→ **WORK TO BE COMPLETED**
Reproduce the section of the listing that begins at the line containing "Analyze the provided image to locate every occurrence of camera" and finishes at the line containing "Analyze the provided image to locate every occurrence of woman.". Include both end lines and nothing beyond them.

→ **INFORMATION SUPPLIED**

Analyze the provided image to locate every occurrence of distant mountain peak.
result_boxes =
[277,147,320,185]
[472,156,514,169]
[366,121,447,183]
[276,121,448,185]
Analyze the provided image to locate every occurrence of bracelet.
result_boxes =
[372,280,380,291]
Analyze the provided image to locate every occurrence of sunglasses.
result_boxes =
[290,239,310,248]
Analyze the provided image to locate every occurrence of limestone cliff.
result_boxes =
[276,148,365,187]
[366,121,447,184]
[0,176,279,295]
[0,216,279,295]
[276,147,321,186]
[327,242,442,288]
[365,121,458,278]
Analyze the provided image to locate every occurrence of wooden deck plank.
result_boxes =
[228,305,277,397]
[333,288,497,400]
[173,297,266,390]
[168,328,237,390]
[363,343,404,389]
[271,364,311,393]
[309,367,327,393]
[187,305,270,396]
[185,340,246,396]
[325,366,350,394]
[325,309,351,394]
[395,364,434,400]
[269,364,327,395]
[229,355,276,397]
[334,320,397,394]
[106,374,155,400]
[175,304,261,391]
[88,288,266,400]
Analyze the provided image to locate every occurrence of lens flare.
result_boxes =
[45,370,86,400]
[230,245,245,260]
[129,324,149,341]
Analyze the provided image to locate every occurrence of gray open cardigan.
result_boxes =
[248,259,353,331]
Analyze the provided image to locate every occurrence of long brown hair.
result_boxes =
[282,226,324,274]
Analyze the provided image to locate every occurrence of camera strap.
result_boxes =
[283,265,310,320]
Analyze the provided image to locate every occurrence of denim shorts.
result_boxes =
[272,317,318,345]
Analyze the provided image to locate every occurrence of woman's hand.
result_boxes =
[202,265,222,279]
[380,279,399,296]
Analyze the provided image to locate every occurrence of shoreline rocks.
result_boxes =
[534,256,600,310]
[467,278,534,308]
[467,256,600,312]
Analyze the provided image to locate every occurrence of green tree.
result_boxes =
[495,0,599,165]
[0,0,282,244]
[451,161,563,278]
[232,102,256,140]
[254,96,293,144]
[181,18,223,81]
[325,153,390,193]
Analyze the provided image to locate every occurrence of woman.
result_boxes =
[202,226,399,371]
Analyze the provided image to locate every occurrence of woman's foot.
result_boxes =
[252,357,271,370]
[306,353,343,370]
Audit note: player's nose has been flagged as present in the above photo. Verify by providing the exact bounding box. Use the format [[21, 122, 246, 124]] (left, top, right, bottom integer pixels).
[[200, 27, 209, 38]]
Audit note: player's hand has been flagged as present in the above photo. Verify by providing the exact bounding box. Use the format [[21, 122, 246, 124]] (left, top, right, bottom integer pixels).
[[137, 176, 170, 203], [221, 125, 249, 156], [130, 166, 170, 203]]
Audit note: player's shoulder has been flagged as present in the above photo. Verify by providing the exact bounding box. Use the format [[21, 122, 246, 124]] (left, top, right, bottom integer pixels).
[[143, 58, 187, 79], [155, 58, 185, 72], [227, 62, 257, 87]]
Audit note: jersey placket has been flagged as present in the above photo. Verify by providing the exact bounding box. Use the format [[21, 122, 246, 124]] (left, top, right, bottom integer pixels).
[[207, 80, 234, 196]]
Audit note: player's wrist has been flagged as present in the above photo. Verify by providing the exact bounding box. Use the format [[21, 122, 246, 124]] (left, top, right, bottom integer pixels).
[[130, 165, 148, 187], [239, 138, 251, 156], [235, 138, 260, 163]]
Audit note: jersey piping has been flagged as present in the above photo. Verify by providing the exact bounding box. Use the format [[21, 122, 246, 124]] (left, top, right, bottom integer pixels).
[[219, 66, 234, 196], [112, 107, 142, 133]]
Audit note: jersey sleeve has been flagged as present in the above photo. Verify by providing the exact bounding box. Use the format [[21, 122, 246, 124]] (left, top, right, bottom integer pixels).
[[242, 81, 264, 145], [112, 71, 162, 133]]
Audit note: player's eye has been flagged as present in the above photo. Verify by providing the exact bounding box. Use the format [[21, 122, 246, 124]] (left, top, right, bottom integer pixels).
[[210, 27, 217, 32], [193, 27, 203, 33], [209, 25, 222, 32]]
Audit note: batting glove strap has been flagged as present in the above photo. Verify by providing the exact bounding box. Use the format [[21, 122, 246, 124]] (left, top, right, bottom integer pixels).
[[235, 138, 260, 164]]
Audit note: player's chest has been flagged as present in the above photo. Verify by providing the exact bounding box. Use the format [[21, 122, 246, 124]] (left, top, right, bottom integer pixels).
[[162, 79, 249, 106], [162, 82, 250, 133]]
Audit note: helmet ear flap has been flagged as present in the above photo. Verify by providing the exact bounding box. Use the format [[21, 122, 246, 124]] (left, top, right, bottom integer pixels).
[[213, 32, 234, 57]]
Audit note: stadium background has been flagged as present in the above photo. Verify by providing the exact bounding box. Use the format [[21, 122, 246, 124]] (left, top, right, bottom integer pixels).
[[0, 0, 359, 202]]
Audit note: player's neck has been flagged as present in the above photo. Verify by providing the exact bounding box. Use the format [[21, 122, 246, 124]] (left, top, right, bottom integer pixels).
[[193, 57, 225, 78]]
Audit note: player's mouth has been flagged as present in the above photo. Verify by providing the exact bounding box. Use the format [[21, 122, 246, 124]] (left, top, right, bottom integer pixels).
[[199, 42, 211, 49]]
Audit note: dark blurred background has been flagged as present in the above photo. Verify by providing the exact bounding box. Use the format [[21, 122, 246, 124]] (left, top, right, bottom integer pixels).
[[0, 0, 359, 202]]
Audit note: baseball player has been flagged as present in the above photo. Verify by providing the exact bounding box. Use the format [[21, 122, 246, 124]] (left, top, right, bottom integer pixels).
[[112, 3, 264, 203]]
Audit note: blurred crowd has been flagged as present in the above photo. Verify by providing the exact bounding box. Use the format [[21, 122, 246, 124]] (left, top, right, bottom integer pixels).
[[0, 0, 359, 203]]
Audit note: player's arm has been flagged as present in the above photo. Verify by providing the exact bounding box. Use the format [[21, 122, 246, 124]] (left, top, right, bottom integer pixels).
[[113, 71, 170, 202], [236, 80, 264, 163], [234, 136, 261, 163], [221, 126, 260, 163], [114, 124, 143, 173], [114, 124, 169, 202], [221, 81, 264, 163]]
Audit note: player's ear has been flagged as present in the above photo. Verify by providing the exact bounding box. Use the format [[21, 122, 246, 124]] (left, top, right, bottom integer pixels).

→ **REPLY TO THE EXERCISE**
Analyze the provided image to locate every occurrence of camera strap.
result_boxes =
[283,265,310,320]
Analyze the provided image to locate every occurrence of denim shorts.
result_boxes =
[272,317,318,345]
Analyze the provided image to locate every occurrence of woman's hand.
result_boxes =
[202,265,222,279]
[380,279,399,296]
Analyze the provided image to locate every occurrence of shoreline rocks.
result_boxes =
[534,256,600,310]
[467,278,534,308]
[467,256,600,312]
Analyze the provided image to locate every occurrence of green tree.
result_boxes =
[495,0,599,165]
[0,0,282,244]
[451,161,563,278]
[232,102,256,140]
[254,96,293,144]
[181,18,223,81]
[325,153,390,193]
Analyze the provided image to locate every occurrence of woman.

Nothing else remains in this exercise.